┏━━

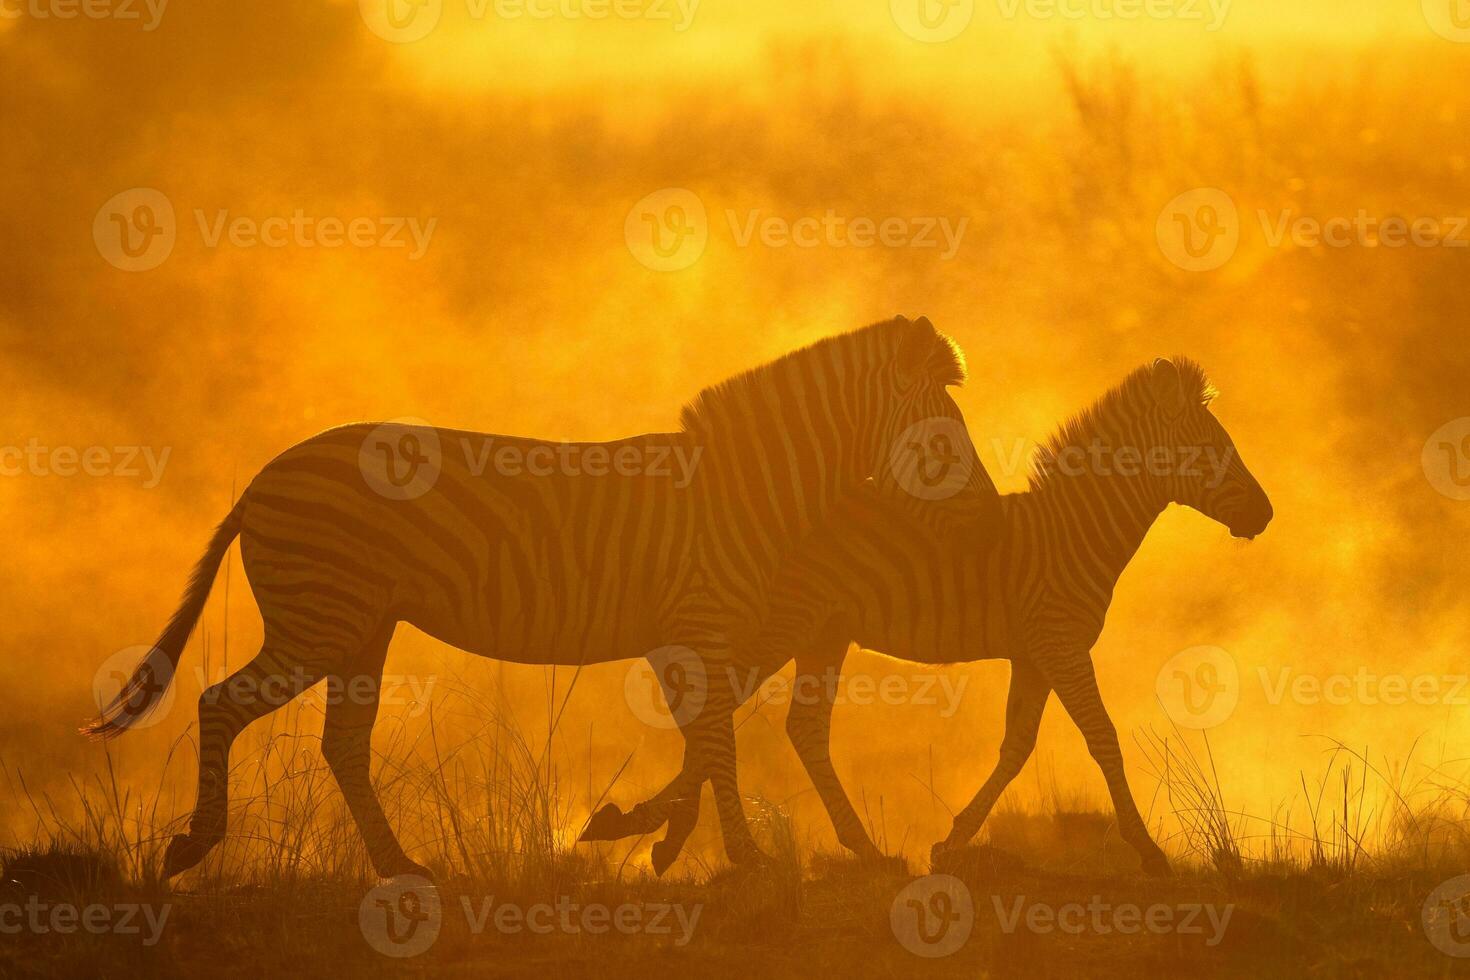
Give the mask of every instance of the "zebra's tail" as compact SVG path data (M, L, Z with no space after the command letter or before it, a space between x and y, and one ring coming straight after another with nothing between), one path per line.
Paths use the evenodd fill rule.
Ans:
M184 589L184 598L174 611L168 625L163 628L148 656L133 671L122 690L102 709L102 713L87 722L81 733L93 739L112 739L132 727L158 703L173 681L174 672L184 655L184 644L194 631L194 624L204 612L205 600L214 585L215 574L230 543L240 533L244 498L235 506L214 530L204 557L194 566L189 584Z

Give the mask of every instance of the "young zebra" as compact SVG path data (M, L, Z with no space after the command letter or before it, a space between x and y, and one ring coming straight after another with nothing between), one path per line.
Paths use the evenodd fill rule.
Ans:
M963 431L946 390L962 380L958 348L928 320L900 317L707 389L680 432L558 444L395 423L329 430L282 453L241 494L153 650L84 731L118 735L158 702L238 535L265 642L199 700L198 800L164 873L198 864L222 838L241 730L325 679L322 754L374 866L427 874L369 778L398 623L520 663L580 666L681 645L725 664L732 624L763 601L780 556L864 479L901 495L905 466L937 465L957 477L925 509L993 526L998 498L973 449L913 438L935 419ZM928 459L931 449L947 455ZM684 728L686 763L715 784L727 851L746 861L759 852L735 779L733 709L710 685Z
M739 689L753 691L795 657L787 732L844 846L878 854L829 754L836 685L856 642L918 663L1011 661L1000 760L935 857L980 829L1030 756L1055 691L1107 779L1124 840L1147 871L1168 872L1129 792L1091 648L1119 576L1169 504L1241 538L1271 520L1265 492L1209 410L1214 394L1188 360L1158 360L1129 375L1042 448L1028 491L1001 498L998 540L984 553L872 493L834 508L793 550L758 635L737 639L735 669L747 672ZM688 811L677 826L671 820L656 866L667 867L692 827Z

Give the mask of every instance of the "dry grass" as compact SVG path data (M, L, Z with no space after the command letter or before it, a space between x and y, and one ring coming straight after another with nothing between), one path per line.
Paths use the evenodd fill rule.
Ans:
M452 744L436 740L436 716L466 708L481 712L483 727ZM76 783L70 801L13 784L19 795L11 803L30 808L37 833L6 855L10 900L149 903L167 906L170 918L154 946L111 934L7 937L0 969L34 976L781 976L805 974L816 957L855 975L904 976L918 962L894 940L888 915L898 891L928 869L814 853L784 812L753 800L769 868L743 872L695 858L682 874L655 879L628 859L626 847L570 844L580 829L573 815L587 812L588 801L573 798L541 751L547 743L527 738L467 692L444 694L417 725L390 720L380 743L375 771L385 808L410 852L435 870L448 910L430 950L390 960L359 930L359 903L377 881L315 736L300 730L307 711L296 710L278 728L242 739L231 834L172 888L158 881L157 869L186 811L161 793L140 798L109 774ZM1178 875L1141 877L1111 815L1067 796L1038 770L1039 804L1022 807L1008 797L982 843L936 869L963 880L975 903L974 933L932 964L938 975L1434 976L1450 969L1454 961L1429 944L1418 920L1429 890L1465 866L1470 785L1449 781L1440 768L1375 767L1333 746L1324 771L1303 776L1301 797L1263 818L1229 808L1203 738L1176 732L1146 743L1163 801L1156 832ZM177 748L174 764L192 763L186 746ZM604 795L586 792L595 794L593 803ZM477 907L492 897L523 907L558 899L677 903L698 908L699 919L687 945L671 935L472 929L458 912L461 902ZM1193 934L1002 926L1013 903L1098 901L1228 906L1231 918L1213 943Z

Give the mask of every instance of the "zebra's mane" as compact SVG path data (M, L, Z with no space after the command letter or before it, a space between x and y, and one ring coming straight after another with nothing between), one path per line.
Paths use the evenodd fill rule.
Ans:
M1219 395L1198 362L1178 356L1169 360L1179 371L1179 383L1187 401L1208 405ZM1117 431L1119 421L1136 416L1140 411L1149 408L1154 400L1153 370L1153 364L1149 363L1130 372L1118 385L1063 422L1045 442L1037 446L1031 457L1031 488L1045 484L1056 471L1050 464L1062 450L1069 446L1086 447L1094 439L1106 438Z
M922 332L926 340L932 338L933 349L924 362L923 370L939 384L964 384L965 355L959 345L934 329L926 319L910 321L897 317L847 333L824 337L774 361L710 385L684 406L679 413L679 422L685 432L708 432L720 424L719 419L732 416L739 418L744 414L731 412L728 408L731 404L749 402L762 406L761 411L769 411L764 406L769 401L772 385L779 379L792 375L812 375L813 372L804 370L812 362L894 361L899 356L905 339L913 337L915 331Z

┗━━
┏━━

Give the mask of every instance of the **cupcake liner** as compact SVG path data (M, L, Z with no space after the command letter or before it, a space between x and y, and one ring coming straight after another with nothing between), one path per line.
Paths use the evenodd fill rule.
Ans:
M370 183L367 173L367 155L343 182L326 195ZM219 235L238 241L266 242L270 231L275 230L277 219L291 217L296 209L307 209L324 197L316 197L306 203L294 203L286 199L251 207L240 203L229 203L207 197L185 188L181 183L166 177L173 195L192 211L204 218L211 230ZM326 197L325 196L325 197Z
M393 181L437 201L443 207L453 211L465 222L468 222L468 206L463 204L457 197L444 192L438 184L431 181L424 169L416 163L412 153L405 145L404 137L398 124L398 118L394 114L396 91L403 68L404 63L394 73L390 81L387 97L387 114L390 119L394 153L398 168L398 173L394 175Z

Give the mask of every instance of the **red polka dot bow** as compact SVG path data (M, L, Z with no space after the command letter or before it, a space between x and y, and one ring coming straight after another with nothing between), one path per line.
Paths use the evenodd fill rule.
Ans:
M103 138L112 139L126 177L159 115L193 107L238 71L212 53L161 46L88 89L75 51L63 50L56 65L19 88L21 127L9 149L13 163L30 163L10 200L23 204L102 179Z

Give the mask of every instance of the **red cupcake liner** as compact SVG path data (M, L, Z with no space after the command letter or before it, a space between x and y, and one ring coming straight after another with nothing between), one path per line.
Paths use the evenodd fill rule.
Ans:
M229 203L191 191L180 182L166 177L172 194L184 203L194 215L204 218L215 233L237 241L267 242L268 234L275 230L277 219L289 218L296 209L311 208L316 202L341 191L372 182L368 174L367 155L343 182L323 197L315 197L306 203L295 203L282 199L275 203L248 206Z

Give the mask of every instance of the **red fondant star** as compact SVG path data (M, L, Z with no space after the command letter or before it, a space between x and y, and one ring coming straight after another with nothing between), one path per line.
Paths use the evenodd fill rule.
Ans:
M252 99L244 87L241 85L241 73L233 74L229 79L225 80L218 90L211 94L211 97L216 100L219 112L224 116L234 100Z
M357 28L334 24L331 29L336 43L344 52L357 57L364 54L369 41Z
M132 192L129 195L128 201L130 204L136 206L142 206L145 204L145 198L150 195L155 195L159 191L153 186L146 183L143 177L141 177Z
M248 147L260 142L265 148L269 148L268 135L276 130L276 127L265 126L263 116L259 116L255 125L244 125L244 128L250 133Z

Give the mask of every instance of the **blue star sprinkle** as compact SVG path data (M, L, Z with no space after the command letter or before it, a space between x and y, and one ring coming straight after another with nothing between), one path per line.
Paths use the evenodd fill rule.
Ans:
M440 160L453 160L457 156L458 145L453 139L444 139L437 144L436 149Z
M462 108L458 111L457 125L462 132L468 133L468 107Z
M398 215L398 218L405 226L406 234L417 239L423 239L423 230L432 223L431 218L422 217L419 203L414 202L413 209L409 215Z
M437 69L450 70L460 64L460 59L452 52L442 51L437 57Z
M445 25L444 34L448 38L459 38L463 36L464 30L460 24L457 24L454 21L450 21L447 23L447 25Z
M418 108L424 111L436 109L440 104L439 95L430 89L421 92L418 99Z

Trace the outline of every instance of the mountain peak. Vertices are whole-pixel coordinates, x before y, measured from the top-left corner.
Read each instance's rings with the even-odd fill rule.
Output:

┗━━
┏━━

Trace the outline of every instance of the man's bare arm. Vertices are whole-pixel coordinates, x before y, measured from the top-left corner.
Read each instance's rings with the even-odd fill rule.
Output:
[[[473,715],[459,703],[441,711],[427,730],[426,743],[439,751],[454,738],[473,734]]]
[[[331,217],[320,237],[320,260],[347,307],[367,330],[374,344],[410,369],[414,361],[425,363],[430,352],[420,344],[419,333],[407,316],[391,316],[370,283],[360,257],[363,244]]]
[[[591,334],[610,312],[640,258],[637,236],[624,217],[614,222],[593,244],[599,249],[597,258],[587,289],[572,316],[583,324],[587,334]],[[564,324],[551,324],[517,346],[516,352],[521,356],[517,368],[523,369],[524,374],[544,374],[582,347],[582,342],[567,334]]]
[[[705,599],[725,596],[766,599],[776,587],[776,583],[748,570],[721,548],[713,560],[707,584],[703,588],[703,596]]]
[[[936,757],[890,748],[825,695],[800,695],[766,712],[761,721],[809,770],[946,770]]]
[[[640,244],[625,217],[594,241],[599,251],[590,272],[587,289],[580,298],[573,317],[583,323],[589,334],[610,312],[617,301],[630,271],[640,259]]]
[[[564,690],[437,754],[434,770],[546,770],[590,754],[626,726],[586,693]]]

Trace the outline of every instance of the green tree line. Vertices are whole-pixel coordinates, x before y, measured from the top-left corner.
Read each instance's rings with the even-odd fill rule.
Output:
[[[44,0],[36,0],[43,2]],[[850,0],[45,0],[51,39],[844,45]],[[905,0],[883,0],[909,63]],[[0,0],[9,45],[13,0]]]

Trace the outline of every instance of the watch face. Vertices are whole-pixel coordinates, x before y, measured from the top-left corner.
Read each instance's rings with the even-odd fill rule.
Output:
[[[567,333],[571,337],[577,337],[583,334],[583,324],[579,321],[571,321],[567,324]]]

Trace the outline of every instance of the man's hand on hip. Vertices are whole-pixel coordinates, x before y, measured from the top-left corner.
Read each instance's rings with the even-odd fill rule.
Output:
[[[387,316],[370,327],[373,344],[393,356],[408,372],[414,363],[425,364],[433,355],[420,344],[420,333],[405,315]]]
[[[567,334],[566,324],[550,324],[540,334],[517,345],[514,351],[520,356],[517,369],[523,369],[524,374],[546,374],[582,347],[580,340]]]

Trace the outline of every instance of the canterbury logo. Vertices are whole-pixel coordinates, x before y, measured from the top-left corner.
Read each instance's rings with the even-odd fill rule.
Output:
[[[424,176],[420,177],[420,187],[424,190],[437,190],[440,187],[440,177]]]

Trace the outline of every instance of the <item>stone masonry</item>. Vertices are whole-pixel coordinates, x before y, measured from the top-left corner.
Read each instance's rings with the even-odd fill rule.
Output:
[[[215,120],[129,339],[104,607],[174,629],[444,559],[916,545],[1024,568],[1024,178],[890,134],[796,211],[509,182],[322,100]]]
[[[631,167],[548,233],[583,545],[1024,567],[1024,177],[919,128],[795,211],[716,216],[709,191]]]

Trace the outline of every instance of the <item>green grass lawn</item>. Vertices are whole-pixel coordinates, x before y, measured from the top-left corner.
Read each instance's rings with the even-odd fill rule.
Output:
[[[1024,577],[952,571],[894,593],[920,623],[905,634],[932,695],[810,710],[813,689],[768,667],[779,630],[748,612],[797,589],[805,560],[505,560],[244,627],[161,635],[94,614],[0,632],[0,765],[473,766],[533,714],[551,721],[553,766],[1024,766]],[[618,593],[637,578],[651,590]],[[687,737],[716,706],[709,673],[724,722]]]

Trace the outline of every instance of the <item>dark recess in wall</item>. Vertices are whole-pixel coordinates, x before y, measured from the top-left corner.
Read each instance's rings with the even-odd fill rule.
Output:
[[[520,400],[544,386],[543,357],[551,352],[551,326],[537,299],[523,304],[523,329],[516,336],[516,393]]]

┗━━

◆ **WHAT TO PRODUCE**: Your answer should be the lines above from the one containing "Give the mask of every instance of the **red cupcake" through the one containing "Give the mask of every instance of the **blue", copied exactly and with both ends kept.

◆ **TASK ANSWER**:
Give the mask of every instance of the **red cupcake liner** as compact SVG path data (M, L, Z with no space after the command letter or before it, a space between x and y, and one ring coming straight after another with nothing between), one path per line.
Paths use the evenodd fill rule.
Ans:
M229 203L191 191L180 182L166 177L172 194L184 203L194 215L204 218L215 233L237 241L267 242L268 234L275 230L277 219L289 218L296 209L311 208L316 202L341 191L372 182L368 174L367 155L343 182L323 197L315 197L306 203L295 203L282 199L275 203L248 206Z

Give the mask of every instance of the **red fondant star** as compact SVG path data (M, L, Z with no space after the command letter or before it, a space between x and y, and one ring coming straight after another with nothing between), one path per line.
Paths use the evenodd fill rule.
Ans:
M252 99L244 87L241 85L241 73L233 74L229 79L225 80L218 90L211 94L211 97L216 100L219 112L224 116L234 100Z
M357 28L334 24L331 29L336 43L344 52L357 57L364 54L369 41Z
M132 192L129 195L128 201L130 204L136 206L142 206L145 204L145 198L150 195L155 195L159 191L153 186L146 183L143 177L141 177Z
M248 147L260 142L265 148L269 148L268 135L276 130L276 127L265 126L263 116L259 116L255 125L244 125L244 128L250 133Z

Give the mask of every instance of the **blue star sprinkle** as compact SVG path data (M, L, Z with no space after the command letter or before it, a space between x and y, and one ring coming straight after another with nothing between), one path per line.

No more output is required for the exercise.